(Labeled shape records)
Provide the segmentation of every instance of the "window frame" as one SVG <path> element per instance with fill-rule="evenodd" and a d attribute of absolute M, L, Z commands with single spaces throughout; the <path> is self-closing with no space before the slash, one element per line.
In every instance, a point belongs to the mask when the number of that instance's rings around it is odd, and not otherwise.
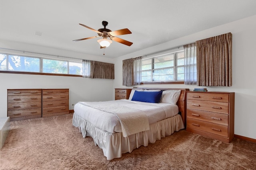
<path fill-rule="evenodd" d="M 184 80 L 177 80 L 177 73 L 176 71 L 176 69 L 178 67 L 184 67 L 185 64 L 181 66 L 177 66 L 178 65 L 178 54 L 182 52 L 184 53 L 184 50 L 182 49 L 181 50 L 176 50 L 174 52 L 172 52 L 171 53 L 166 53 L 161 54 L 161 55 L 155 55 L 154 56 L 152 56 L 150 57 L 145 57 L 144 59 L 142 59 L 142 61 L 143 60 L 148 60 L 150 59 L 151 59 L 151 69 L 146 70 L 142 70 L 143 71 L 149 71 L 151 70 L 151 82 L 142 82 L 141 84 L 184 84 Z M 166 56 L 168 55 L 172 55 L 172 54 L 174 54 L 174 66 L 170 66 L 168 67 L 164 67 L 162 68 L 173 68 L 173 76 L 174 76 L 174 81 L 153 81 L 153 71 L 154 70 L 159 70 L 161 69 L 161 68 L 158 68 L 157 69 L 154 69 L 154 60 L 155 59 L 156 59 L 157 58 L 161 57 L 164 57 L 164 56 Z"/>
<path fill-rule="evenodd" d="M 21 55 L 20 54 L 12 54 L 11 53 L 0 53 L 0 54 L 4 55 L 6 55 L 6 70 L 0 70 L 0 73 L 11 73 L 11 74 L 36 74 L 36 75 L 50 75 L 50 76 L 75 76 L 75 77 L 82 77 L 82 75 L 80 74 L 70 74 L 69 73 L 70 68 L 69 68 L 69 62 L 75 63 L 81 63 L 82 66 L 82 62 L 81 62 L 79 61 L 75 61 L 71 60 L 64 60 L 61 59 L 56 59 L 54 58 L 48 58 L 48 57 L 36 57 L 28 56 L 26 55 Z M 33 58 L 39 59 L 39 71 L 37 72 L 32 72 L 32 71 L 19 71 L 17 70 L 9 70 L 9 55 L 13 55 L 15 56 L 18 56 L 20 57 L 30 57 Z M 57 61 L 66 61 L 67 62 L 67 73 L 66 74 L 61 74 L 61 73 L 47 73 L 43 72 L 43 60 L 44 59 L 56 60 Z M 81 59 L 81 60 L 82 60 Z M 82 69 L 82 68 L 81 68 Z"/>

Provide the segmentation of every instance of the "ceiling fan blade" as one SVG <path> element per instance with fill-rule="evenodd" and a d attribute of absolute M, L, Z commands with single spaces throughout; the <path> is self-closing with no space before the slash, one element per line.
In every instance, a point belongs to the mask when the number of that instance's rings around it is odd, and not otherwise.
<path fill-rule="evenodd" d="M 122 43 L 122 44 L 124 44 L 125 45 L 128 45 L 128 46 L 130 46 L 131 45 L 132 45 L 132 44 L 133 44 L 133 43 L 131 42 L 125 40 L 118 37 L 112 37 L 111 39 L 112 40 L 114 41 L 115 41 Z"/>
<path fill-rule="evenodd" d="M 79 25 L 80 25 L 82 26 L 83 26 L 84 27 L 86 27 L 87 28 L 88 28 L 88 29 L 90 29 L 91 30 L 93 31 L 95 31 L 95 32 L 96 32 L 96 33 L 100 33 L 100 34 L 103 34 L 101 32 L 100 32 L 100 31 L 97 31 L 96 29 L 94 29 L 93 28 L 92 28 L 90 27 L 89 27 L 88 26 L 85 25 L 84 25 L 84 24 L 82 24 L 82 23 L 79 23 Z"/>
<path fill-rule="evenodd" d="M 111 35 L 115 36 L 116 35 L 122 35 L 131 34 L 132 32 L 131 32 L 128 28 L 125 28 L 124 29 L 108 32 L 108 33 Z"/>
<path fill-rule="evenodd" d="M 76 39 L 73 40 L 73 41 L 78 41 L 84 40 L 85 39 L 90 39 L 91 38 L 97 38 L 97 37 L 100 37 L 100 36 L 95 36 L 94 37 L 88 37 L 88 38 L 82 38 L 81 39 Z"/>

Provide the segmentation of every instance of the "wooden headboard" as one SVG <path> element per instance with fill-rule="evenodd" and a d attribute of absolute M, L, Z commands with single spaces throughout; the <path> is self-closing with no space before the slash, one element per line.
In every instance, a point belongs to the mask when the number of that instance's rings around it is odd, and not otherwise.
<path fill-rule="evenodd" d="M 179 112 L 180 113 L 181 117 L 183 121 L 184 125 L 186 127 L 186 92 L 189 91 L 188 88 L 133 88 L 134 89 L 147 89 L 147 90 L 180 90 L 180 95 L 179 100 L 177 102 L 177 105 L 179 107 Z"/>

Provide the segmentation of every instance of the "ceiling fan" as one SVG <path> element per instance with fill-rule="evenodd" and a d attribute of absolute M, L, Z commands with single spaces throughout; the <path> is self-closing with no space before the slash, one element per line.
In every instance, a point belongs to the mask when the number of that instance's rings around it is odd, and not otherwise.
<path fill-rule="evenodd" d="M 88 37 L 88 38 L 82 38 L 81 39 L 76 39 L 73 41 L 79 41 L 84 40 L 85 39 L 90 39 L 98 37 L 102 37 L 103 38 L 102 39 L 99 39 L 97 41 L 99 43 L 100 45 L 100 48 L 105 48 L 109 46 L 110 44 L 112 43 L 112 41 L 111 40 L 114 41 L 115 41 L 121 43 L 123 44 L 124 44 L 125 45 L 128 45 L 128 46 L 132 45 L 132 43 L 131 42 L 116 37 L 116 35 L 122 35 L 132 33 L 132 32 L 128 29 L 125 28 L 112 31 L 110 29 L 106 28 L 106 26 L 108 25 L 108 23 L 106 21 L 102 21 L 102 24 L 104 26 L 104 28 L 99 29 L 98 31 L 88 26 L 85 25 L 84 25 L 81 23 L 79 23 L 80 25 L 88 28 L 92 31 L 96 32 L 98 33 L 98 35 L 94 37 Z M 109 38 L 110 39 L 108 39 L 108 38 Z"/>

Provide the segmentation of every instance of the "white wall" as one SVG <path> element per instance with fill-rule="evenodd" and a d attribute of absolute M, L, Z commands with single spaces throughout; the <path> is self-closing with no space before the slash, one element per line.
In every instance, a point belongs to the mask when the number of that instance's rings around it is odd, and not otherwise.
<path fill-rule="evenodd" d="M 113 59 L 74 52 L 4 40 L 0 47 L 114 63 Z M 0 51 L 4 50 L 0 49 Z M 16 53 L 20 52 L 15 52 Z M 42 55 L 22 53 L 23 55 Z M 69 109 L 79 101 L 100 101 L 112 100 L 113 82 L 111 79 L 79 77 L 0 73 L 0 117 L 7 115 L 7 90 L 24 88 L 68 88 Z M 104 84 L 104 86 L 103 85 Z"/>
<path fill-rule="evenodd" d="M 188 25 L 189 27 L 189 25 Z M 114 88 L 122 85 L 122 60 L 188 44 L 228 32 L 232 34 L 232 79 L 231 87 L 205 87 L 208 91 L 235 92 L 236 135 L 256 139 L 256 16 L 238 20 L 144 49 L 116 59 Z M 144 87 L 181 88 L 190 90 L 195 85 L 184 84 L 140 86 Z M 114 95 L 114 94 L 113 94 Z M 113 97 L 114 98 L 114 97 Z"/>

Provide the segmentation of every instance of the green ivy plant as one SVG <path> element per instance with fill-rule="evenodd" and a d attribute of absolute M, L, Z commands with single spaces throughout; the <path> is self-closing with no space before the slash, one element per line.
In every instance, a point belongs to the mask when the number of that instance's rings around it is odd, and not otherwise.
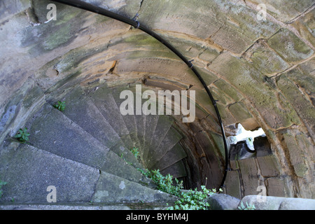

**What you should do**
Beginning with the line that contains "Provide the segmentation of every instance of the green", repeat every remaining line of the data exactly, the last line included, and omit pictures.

**Solution**
Provide the segmentation of every instance of the green ivy plant as one SVG <path> element per instance with fill-rule="evenodd" and a d attribute of absolute M, L, Z commands with single spaces throughout; the <path> is self-closing with no space before the slash, one element per line.
In every instance, a point belongs to the mask when the number of that instance's rings around it is odd, and not otherwise.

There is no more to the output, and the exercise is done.